### BRIEF
Would you return the complete listing below word for word?
— start of DATA FOR THIS TASK —
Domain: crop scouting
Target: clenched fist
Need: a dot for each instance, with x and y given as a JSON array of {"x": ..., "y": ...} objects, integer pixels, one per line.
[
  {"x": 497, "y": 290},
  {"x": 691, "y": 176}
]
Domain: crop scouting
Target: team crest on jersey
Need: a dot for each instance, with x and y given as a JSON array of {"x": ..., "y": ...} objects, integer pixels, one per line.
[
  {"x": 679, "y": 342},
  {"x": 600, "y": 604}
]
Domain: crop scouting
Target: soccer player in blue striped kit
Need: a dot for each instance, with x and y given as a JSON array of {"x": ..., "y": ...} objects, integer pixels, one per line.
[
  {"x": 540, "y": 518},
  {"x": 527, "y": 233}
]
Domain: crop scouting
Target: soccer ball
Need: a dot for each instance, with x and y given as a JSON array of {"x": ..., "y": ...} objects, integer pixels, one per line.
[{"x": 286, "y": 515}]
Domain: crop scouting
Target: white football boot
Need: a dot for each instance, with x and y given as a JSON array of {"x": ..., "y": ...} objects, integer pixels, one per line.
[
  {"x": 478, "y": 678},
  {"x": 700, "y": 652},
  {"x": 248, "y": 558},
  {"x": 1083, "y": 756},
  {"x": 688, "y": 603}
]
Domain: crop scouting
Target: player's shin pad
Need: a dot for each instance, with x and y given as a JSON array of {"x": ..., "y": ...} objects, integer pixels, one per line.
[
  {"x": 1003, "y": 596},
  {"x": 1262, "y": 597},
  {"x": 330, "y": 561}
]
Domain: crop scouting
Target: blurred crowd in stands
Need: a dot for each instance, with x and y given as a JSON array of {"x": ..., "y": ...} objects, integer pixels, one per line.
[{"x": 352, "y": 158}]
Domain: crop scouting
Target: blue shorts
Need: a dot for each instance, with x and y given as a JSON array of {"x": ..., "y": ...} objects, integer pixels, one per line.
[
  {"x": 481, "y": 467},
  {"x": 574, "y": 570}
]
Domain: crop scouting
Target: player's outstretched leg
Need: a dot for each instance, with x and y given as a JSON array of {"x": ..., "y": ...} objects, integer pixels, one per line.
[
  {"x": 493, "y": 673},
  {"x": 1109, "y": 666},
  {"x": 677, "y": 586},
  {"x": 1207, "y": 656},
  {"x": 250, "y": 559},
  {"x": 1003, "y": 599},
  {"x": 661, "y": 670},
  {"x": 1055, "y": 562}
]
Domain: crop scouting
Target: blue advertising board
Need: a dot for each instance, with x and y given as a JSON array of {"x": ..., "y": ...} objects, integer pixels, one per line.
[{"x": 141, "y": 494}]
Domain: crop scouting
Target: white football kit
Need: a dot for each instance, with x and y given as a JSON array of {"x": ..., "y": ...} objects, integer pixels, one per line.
— end of DATA FOR THIS TASK —
### REPLY TO THE TASK
Domain: crop scouting
Target: clenched fist
Need: a dot for each instance, with x and y given as a JSON array of {"x": ..., "y": ...} objects, integer pixels, one per line.
[
  {"x": 497, "y": 290},
  {"x": 691, "y": 176}
]
Domain: crop scouting
Target: team crest on jersey
Need: a dot for each instance, with x and y given as a JSON array of {"x": ..., "y": ...} objects, integer pixels, one per line.
[
  {"x": 679, "y": 342},
  {"x": 600, "y": 604}
]
Domain: crop scouting
Target: soccer player in blue striped kit
Need: a dot for each instance, with x and y given as a JSON array of {"x": ..., "y": ...} objects, integer pixels, one per line.
[
  {"x": 540, "y": 518},
  {"x": 527, "y": 233}
]
Domain: crop scouting
Target: soccer ball
Need: a dot for each instance, with x and y given as a JSON array of {"x": ..., "y": ...} objects, integer pixels, one per line.
[{"x": 286, "y": 515}]
Domain: crop scouting
Target: white football boot
Need: a dot for each instance, with x and y given as a JSON array of {"x": ..., "y": ...} objects, integer pixels, one per line.
[
  {"x": 478, "y": 678},
  {"x": 700, "y": 652},
  {"x": 248, "y": 558},
  {"x": 1083, "y": 756},
  {"x": 688, "y": 603}
]
Domain: crop scouting
Target: player's shin pad
Need: a dot for each instance, with x and y given as a JSON array of {"x": ..., "y": ...} objects, integer pixels, one per line.
[
  {"x": 1003, "y": 596},
  {"x": 1262, "y": 597},
  {"x": 330, "y": 561}
]
Domain: crop scouting
Target: blurred crowd in stands
Need: a dot for each instance, with x and y given as a JSON array of {"x": ..., "y": ...} objects, integer pixels, one per line.
[{"x": 352, "y": 158}]
Domain: crop scouting
Target: blue shorts
Need: a dot for each instance, with x and y given as a JSON array of {"x": ..., "y": ...} objects, integer pixels, one per line.
[
  {"x": 481, "y": 467},
  {"x": 574, "y": 570}
]
Domain: crop scouting
Target: player's outstretched leg
Need: a dot for each instance, with x and y given as a JSON array of {"x": ..., "y": ...} objects, integer pixels, one per line.
[
  {"x": 493, "y": 673},
  {"x": 1109, "y": 666},
  {"x": 677, "y": 586},
  {"x": 1207, "y": 656},
  {"x": 250, "y": 559},
  {"x": 1003, "y": 599},
  {"x": 661, "y": 670},
  {"x": 1055, "y": 562}
]
Domain: crop scouting
Target: blue advertising board
Need: a dot for each instance, with x and y given as a JSON array of {"x": ..., "y": ...} objects, integer pixels, one per line.
[{"x": 141, "y": 494}]
Domain: crop scouting
Target: white football kit
Need: a dot for each instance, with x and y given as a JSON array of {"x": ..., "y": ...} objects, integer pixels, one per line.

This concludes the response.